+++ RECORDS FOR THE EXERCISE +++
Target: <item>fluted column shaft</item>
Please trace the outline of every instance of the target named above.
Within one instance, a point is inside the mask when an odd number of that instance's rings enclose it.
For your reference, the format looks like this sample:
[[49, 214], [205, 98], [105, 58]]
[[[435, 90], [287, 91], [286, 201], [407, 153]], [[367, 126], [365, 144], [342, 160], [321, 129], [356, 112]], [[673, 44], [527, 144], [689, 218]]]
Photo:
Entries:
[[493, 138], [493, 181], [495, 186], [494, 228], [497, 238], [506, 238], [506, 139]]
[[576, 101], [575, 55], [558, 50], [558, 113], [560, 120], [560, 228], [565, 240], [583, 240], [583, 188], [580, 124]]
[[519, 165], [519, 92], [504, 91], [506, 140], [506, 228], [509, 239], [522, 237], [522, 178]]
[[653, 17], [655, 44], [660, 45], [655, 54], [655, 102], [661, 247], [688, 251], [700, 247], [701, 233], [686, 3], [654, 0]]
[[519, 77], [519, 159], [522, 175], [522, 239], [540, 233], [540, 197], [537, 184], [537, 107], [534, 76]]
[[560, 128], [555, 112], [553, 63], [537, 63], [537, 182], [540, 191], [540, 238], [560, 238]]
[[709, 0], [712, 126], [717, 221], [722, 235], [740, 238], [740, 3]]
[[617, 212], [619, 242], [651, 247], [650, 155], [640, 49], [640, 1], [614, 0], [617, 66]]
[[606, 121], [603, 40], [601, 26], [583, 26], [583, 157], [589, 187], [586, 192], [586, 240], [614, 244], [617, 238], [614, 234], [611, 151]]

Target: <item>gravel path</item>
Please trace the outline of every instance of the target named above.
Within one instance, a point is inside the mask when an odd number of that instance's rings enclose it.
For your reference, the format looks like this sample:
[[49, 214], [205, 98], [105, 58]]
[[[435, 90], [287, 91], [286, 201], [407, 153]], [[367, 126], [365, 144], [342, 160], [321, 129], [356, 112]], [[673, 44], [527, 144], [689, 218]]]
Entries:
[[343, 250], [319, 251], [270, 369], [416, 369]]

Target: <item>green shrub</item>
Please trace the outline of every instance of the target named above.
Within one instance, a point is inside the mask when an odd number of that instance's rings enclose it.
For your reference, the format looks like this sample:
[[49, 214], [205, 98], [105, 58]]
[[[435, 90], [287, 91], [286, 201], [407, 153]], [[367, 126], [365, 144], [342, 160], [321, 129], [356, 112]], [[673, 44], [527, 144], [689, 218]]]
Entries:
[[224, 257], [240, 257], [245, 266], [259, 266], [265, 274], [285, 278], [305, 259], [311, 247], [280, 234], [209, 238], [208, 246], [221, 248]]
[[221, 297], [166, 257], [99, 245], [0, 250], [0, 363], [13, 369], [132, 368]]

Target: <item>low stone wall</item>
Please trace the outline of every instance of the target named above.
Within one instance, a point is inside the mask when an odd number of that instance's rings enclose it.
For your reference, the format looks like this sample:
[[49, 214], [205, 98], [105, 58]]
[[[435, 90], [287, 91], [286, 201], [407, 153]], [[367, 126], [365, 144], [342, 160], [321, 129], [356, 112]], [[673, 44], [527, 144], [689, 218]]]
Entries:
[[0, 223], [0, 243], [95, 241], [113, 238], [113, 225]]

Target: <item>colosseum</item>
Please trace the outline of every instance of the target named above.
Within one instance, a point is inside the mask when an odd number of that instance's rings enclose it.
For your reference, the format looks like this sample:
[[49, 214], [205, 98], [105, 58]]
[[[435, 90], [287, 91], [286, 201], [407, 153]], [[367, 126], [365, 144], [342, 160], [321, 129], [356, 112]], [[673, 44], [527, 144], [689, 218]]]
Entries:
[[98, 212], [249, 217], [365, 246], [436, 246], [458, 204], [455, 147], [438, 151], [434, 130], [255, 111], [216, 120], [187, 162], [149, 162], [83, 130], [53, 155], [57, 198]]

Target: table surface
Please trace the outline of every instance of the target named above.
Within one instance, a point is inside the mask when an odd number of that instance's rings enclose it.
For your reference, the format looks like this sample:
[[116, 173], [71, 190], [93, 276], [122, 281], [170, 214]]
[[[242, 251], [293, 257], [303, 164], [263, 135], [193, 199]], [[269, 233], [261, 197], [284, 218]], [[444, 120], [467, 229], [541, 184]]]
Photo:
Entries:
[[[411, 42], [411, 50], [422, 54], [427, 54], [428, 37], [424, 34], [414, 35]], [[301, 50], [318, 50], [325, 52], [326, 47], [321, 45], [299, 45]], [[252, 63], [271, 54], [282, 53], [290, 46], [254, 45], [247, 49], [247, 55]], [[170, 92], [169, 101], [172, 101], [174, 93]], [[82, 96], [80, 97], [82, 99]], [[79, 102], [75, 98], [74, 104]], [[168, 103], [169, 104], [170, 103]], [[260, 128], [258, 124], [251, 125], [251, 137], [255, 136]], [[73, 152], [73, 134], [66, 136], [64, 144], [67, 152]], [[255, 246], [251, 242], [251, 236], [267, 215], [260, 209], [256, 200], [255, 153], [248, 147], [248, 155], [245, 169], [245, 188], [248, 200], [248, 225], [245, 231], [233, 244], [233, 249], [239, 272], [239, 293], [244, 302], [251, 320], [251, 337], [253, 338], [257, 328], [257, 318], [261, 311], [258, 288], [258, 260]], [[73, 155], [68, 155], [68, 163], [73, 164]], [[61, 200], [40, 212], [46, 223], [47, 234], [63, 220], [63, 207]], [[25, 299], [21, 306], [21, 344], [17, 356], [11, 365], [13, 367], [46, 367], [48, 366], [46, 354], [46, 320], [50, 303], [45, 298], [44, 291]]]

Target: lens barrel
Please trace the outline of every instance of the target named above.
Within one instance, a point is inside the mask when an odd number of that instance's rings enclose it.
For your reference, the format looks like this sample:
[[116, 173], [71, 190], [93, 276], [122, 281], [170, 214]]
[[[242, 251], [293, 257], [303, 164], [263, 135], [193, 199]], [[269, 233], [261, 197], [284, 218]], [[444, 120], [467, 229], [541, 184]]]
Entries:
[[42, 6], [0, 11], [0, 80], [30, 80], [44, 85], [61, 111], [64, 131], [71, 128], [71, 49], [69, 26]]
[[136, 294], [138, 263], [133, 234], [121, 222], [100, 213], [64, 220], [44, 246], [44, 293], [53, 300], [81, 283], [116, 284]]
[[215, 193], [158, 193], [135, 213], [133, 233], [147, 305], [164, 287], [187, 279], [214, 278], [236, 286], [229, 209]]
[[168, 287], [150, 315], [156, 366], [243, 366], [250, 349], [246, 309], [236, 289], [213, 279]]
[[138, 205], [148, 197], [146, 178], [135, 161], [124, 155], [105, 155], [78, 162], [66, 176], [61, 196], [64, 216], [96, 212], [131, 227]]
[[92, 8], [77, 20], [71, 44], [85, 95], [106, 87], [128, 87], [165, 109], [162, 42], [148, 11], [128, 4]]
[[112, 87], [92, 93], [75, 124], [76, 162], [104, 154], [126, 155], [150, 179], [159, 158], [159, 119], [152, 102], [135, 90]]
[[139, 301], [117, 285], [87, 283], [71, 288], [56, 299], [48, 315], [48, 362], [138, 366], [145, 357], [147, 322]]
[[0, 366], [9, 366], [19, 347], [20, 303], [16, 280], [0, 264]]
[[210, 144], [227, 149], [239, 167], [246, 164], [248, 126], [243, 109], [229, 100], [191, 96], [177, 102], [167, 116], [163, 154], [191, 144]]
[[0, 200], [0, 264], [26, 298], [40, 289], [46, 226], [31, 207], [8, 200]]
+++
_WHAT IS BEING ASKED_. Reproduce verbatim everything in the data from the line containing "Target: <item>green shrub</item>" down to the line containing "[[0, 223], [0, 243], [95, 241], [113, 238], [113, 225]]", including both of those lines.

_RESULT FOR THIS EXERCISE_.
Target: <item>green shrub</item>
Please trace the outline of every instance of the target named above.
Within one instance, a point is inside the mask when an odd number of that instance's rings enclose it.
For your reference, the format looks like this sample:
[[49, 214], [205, 98], [105, 58]]
[[[435, 90], [287, 91], [286, 201], [407, 153]], [[367, 126], [365, 144], [342, 160], [321, 129], [356, 112]], [[673, 44], [527, 144], [689, 218]]]
Entries:
[[224, 257], [240, 257], [245, 266], [259, 266], [265, 274], [285, 278], [305, 259], [311, 247], [280, 234], [209, 238], [208, 246], [221, 248]]
[[221, 297], [166, 257], [99, 245], [0, 250], [0, 363], [13, 369], [132, 368]]

Target: <item>low stone wall</item>
Please trace the outline of every instance of the target named above.
Within one instance, a point is inside the mask when an odd number of that instance's rings enclose it.
For your reference, the format looks like this sample:
[[49, 214], [205, 98], [105, 58]]
[[[435, 90], [287, 91], [286, 201], [407, 153]], [[367, 126], [365, 144], [342, 160], [321, 129], [356, 112]], [[673, 44], [527, 144], [689, 218]]]
Entries:
[[0, 223], [0, 243], [95, 241], [113, 238], [113, 225]]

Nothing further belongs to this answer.